Page extract
(begin)

Historian Dr Craig Fox has just published his first book, Everyday Klansfolk – a study of the extraordinary popularity of the Ku Klux Klan in mainstream midwest American culture in the 1920s. Here, he tells the story of how he came to research this forgotten phenomenon…
I was going to try very hard to keep my head down for the next twelve months.
Simple, eh? That was the fool idea I’d settled upon, and consequently just about the only plan I had going into this.
In hindsight, it seems no real surprise that said “plan” began to unravel almost as soon as I got off the plane. Clearly, I’d overestimated my own aptitude for pre-rehearsed cool reason and verbal eloquence, and it turned out that explaining anything at all to a frowning crew of post-9/11 US immigration officials was going to be tricky, let alone explaining this.
Okay, so I was going to be sticking around for about a year, maybe, and I wasn’t sure where, exactly, I’d be staying just yet, and in fact was “probably going to be moving around quite a bit.” Oh, yeah, and I was going to be doing as-yet unspecified “historical research” on the most notorious domestic US terror organization of modern times, the Ku Klux Klan.

(end)

Required task 1
Return every line of the records below that contains the word "window".

Information given
(begin)

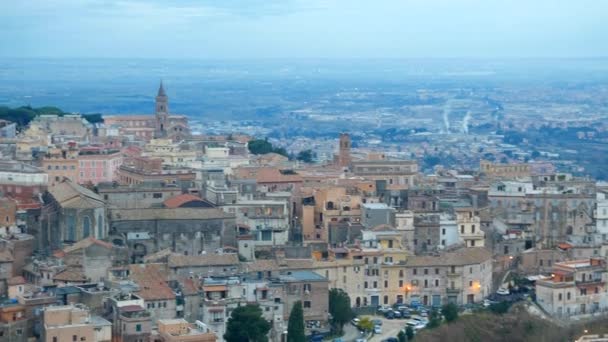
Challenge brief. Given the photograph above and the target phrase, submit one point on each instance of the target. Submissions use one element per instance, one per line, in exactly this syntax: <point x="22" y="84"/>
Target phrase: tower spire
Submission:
<point x="161" y="89"/>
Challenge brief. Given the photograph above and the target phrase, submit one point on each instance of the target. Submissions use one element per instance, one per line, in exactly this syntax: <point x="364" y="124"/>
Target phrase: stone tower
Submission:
<point x="162" y="112"/>
<point x="344" y="151"/>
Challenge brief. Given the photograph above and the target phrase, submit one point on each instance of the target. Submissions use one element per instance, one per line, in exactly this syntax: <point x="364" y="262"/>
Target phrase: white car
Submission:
<point x="503" y="292"/>
<point x="417" y="324"/>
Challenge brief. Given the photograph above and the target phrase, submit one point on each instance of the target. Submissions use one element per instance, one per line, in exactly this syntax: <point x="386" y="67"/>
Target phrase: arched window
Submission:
<point x="99" y="227"/>
<point x="71" y="228"/>
<point x="86" y="227"/>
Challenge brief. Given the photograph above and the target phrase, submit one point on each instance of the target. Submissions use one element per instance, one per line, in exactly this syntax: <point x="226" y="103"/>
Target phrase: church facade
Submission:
<point x="146" y="127"/>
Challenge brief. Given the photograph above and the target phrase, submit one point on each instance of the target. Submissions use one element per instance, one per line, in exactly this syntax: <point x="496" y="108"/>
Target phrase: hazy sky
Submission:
<point x="303" y="28"/>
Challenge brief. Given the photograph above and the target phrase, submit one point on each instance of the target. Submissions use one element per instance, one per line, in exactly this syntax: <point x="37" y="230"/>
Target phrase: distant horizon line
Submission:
<point x="510" y="58"/>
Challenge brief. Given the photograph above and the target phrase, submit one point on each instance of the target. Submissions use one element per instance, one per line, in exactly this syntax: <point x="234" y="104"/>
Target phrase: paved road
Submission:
<point x="390" y="328"/>
<point x="351" y="333"/>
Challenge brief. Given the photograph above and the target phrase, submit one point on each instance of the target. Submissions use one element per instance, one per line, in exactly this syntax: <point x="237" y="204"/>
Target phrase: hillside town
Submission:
<point x="137" y="229"/>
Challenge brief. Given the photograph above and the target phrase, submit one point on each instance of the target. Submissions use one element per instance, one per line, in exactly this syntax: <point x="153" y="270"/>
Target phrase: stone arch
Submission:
<point x="86" y="227"/>
<point x="71" y="228"/>
<point x="99" y="226"/>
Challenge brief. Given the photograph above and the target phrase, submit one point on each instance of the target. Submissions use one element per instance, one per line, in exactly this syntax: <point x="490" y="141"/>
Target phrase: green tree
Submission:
<point x="365" y="324"/>
<point x="306" y="156"/>
<point x="500" y="308"/>
<point x="295" y="327"/>
<point x="535" y="154"/>
<point x="260" y="146"/>
<point x="339" y="309"/>
<point x="434" y="319"/>
<point x="450" y="312"/>
<point x="246" y="324"/>
<point x="409" y="332"/>
<point x="263" y="146"/>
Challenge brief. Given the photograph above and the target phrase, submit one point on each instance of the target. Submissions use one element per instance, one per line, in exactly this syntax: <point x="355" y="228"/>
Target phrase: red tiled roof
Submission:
<point x="179" y="200"/>
<point x="189" y="287"/>
<point x="71" y="275"/>
<point x="19" y="280"/>
<point x="131" y="308"/>
<point x="84" y="243"/>
<point x="152" y="281"/>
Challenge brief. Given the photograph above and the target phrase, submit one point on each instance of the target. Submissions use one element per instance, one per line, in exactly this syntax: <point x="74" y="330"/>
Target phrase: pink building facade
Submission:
<point x="98" y="166"/>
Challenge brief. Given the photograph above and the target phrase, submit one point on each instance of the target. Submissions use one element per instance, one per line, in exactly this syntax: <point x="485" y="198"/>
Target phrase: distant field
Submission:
<point x="517" y="325"/>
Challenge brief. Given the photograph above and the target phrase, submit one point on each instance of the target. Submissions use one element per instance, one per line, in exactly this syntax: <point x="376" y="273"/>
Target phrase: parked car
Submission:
<point x="487" y="303"/>
<point x="503" y="291"/>
<point x="384" y="308"/>
<point x="390" y="339"/>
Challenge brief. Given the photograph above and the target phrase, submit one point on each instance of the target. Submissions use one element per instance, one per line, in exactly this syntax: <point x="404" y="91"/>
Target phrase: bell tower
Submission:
<point x="162" y="112"/>
<point x="344" y="150"/>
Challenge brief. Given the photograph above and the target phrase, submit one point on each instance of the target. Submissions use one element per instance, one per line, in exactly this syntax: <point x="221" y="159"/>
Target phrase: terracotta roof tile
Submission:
<point x="19" y="280"/>
<point x="85" y="243"/>
<point x="71" y="275"/>
<point x="180" y="200"/>
<point x="152" y="281"/>
<point x="178" y="260"/>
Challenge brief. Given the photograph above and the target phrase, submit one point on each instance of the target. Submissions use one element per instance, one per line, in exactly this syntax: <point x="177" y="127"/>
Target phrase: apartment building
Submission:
<point x="576" y="287"/>
<point x="461" y="277"/>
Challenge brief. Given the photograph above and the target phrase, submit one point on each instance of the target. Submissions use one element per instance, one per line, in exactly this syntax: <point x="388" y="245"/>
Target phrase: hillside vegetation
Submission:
<point x="516" y="325"/>
<point x="23" y="115"/>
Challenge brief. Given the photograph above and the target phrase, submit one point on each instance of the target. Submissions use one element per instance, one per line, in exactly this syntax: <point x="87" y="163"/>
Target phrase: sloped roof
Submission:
<point x="84" y="243"/>
<point x="460" y="257"/>
<point x="71" y="275"/>
<point x="72" y="195"/>
<point x="19" y="280"/>
<point x="152" y="281"/>
<point x="178" y="260"/>
<point x="168" y="214"/>
<point x="180" y="200"/>
<point x="6" y="256"/>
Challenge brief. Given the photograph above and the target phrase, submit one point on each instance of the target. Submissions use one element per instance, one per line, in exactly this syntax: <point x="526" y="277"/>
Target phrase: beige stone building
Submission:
<point x="179" y="330"/>
<point x="462" y="277"/>
<point x="469" y="227"/>
<point x="576" y="287"/>
<point x="508" y="171"/>
<point x="331" y="205"/>
<point x="74" y="323"/>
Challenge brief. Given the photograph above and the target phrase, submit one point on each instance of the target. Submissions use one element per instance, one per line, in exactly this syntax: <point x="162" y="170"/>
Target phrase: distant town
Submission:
<point x="161" y="227"/>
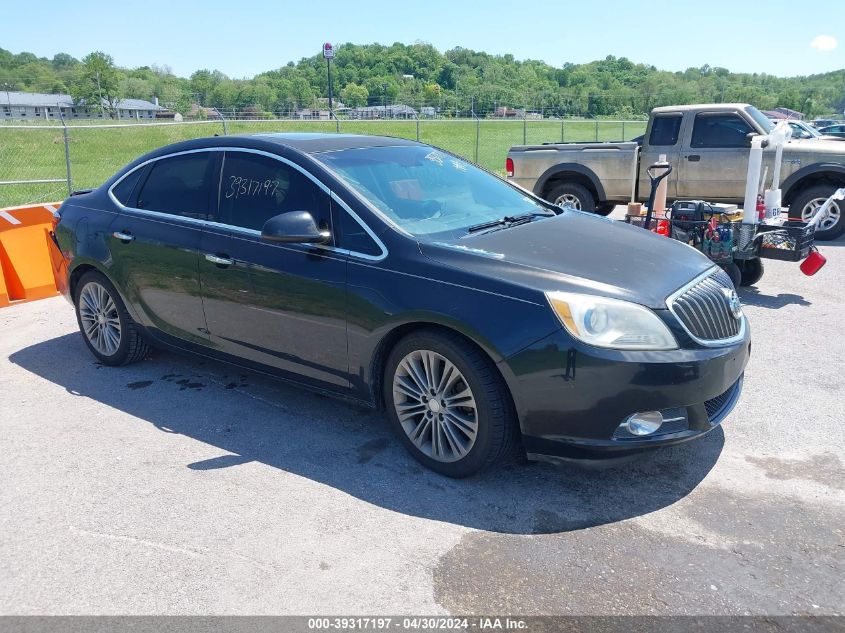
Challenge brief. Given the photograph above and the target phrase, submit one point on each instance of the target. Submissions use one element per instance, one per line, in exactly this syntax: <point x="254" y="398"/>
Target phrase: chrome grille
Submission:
<point x="704" y="309"/>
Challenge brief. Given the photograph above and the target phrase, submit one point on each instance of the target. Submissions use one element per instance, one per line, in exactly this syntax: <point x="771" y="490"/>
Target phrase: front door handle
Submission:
<point x="220" y="261"/>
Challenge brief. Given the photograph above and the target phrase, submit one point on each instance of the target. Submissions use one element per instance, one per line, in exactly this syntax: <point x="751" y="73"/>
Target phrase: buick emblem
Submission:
<point x="733" y="302"/>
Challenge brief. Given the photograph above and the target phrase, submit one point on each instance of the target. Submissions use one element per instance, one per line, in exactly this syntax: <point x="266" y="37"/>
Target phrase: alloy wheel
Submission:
<point x="435" y="406"/>
<point x="568" y="199"/>
<point x="833" y="215"/>
<point x="100" y="319"/>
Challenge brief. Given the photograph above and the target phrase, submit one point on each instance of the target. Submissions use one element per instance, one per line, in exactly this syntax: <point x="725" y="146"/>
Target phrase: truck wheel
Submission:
<point x="809" y="200"/>
<point x="605" y="208"/>
<point x="750" y="270"/>
<point x="572" y="194"/>
<point x="733" y="272"/>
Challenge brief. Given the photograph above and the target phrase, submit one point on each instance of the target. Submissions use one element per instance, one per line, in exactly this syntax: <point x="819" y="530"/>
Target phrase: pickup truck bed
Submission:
<point x="708" y="148"/>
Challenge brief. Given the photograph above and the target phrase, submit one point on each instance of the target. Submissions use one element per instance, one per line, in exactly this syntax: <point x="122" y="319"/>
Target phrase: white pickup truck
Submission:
<point x="708" y="148"/>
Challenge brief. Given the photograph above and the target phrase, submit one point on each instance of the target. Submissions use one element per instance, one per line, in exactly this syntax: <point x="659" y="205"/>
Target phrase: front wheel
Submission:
<point x="448" y="404"/>
<point x="109" y="332"/>
<point x="807" y="202"/>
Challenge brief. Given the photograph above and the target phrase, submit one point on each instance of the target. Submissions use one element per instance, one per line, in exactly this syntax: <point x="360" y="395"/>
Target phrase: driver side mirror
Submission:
<point x="750" y="136"/>
<point x="294" y="227"/>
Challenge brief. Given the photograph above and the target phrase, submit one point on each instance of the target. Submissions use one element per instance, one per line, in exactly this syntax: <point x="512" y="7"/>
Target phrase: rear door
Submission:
<point x="155" y="241"/>
<point x="279" y="305"/>
<point x="714" y="164"/>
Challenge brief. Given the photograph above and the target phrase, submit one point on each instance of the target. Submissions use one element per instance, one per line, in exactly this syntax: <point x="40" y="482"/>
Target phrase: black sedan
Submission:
<point x="484" y="320"/>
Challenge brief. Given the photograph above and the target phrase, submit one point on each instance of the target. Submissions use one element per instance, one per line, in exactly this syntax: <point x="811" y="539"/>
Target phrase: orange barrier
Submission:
<point x="26" y="264"/>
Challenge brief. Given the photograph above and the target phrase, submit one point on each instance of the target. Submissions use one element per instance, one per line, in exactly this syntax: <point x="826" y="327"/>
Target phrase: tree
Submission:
<point x="99" y="85"/>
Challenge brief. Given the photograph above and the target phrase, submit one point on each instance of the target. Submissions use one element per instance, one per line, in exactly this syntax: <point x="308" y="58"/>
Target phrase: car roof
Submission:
<point x="312" y="143"/>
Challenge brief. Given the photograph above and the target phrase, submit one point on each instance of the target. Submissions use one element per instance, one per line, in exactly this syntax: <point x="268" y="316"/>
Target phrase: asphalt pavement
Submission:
<point x="184" y="486"/>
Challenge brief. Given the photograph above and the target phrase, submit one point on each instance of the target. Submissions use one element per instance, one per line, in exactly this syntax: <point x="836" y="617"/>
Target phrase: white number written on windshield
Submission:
<point x="240" y="186"/>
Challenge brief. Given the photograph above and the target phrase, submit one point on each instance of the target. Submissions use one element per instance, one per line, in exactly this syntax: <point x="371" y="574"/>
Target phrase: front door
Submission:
<point x="155" y="241"/>
<point x="663" y="140"/>
<point x="714" y="165"/>
<point x="280" y="305"/>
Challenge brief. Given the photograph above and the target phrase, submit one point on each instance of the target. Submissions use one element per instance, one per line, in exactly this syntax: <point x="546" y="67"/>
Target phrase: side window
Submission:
<point x="665" y="130"/>
<point x="351" y="235"/>
<point x="254" y="188"/>
<point x="720" y="130"/>
<point x="125" y="188"/>
<point x="179" y="185"/>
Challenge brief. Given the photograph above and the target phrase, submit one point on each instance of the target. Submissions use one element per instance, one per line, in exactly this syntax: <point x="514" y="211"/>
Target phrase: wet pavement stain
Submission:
<point x="141" y="384"/>
<point x="370" y="449"/>
<point x="784" y="558"/>
<point x="826" y="469"/>
<point x="187" y="384"/>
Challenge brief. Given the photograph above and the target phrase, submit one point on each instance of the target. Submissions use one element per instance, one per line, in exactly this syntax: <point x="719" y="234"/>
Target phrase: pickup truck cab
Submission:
<point x="708" y="148"/>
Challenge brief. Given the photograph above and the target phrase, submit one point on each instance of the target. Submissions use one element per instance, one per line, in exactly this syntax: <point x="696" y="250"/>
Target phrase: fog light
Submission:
<point x="644" y="423"/>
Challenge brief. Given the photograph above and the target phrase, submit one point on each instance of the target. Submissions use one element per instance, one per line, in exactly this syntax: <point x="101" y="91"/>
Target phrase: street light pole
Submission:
<point x="384" y="100"/>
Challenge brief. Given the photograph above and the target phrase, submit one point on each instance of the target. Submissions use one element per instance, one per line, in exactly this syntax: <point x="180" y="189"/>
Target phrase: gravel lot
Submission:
<point x="179" y="486"/>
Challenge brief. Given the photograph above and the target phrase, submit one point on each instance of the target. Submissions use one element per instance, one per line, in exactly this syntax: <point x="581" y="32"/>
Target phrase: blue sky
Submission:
<point x="242" y="39"/>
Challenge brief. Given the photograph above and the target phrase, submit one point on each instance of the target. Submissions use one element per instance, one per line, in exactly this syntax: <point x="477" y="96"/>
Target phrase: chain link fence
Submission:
<point x="40" y="163"/>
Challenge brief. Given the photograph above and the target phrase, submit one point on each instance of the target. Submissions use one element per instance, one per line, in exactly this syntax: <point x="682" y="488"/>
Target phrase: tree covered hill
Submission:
<point x="457" y="81"/>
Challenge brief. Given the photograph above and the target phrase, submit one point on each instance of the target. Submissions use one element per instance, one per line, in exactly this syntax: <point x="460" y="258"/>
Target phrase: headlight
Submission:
<point x="611" y="323"/>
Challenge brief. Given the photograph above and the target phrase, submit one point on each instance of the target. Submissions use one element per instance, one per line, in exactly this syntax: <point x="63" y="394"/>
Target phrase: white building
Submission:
<point x="34" y="106"/>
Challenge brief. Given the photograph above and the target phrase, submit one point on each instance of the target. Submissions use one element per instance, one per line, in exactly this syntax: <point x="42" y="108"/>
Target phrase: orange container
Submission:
<point x="26" y="266"/>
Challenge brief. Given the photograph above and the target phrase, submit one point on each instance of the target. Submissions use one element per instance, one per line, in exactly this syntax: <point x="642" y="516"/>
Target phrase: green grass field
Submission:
<point x="96" y="152"/>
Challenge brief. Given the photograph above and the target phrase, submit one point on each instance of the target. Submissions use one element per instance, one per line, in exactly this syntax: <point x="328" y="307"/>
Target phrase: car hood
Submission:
<point x="577" y="252"/>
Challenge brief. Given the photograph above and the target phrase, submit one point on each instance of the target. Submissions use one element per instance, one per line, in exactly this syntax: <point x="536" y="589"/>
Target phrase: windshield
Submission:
<point x="428" y="192"/>
<point x="761" y="119"/>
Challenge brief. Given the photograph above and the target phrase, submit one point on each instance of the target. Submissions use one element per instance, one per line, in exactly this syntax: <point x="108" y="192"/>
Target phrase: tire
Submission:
<point x="474" y="432"/>
<point x="808" y="200"/>
<point x="733" y="272"/>
<point x="572" y="192"/>
<point x="750" y="271"/>
<point x="605" y="208"/>
<point x="108" y="330"/>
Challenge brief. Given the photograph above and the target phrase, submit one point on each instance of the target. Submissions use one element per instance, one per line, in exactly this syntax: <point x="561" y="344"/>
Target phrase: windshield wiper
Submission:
<point x="506" y="222"/>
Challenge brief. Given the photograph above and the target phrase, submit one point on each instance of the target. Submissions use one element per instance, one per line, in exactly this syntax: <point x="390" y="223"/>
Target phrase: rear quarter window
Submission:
<point x="665" y="130"/>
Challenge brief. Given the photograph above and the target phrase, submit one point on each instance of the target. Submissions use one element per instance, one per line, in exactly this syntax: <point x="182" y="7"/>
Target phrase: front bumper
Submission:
<point x="571" y="397"/>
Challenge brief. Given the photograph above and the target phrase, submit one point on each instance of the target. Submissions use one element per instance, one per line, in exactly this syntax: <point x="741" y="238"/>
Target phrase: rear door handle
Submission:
<point x="220" y="261"/>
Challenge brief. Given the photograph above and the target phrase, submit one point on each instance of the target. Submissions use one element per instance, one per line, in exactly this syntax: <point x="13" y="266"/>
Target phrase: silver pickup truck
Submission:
<point x="708" y="148"/>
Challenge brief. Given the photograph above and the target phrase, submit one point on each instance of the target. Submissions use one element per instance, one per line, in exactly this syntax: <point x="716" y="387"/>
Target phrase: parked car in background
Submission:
<point x="707" y="146"/>
<point x="834" y="130"/>
<point x="801" y="130"/>
<point x="387" y="271"/>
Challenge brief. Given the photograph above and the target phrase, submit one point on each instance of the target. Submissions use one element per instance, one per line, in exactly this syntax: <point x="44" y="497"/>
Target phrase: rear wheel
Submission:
<point x="572" y="194"/>
<point x="807" y="202"/>
<point x="448" y="404"/>
<point x="109" y="332"/>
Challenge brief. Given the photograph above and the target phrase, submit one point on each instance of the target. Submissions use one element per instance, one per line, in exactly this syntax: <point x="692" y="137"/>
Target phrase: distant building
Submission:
<point x="34" y="106"/>
<point x="508" y="113"/>
<point x="396" y="111"/>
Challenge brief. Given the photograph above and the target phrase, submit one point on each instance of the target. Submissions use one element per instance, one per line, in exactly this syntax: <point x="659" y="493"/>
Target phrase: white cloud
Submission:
<point x="824" y="43"/>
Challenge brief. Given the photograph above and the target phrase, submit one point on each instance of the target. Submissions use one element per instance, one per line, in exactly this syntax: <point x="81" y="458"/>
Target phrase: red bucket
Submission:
<point x="813" y="264"/>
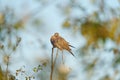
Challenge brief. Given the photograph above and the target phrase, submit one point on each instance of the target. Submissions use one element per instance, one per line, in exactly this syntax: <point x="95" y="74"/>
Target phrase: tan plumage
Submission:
<point x="60" y="43"/>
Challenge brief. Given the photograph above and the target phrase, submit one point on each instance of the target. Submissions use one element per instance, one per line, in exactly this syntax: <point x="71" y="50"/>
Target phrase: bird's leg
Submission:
<point x="62" y="57"/>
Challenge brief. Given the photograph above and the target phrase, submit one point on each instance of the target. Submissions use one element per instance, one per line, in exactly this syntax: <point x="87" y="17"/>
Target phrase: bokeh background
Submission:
<point x="91" y="26"/>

(end)

Required task 2
Repeat the part of the historian's account above that begins with the words containing "Simple, eh? That" and ends with "Ku Klux Klan.".

Written response 1
Target phrase: arched window
Target phrase: side window
Target phrase: rear quarter window

Written response 2
Simple, eh? That was the fool idea I’d settled upon, and consequently just about the only plan I had going into this.
In hindsight, it seems no real surprise that said “plan” began to unravel almost as soon as I got off the plane. Clearly, I’d overestimated my own aptitude for pre-rehearsed cool reason and verbal eloquence, and it turned out that explaining anything at all to a frowning crew of post-9/11 US immigration officials was going to be tricky, let alone explaining this.
Okay, so I was going to be sticking around for about a year, maybe, and I wasn’t sure where, exactly, I’d be staying just yet, and in fact was “probably going to be moving around quite a bit.” Oh, yeah, and I was going to be doing as-yet unspecified “historical research” on the most notorious domestic US terror organization of modern times, the Ku Klux Klan.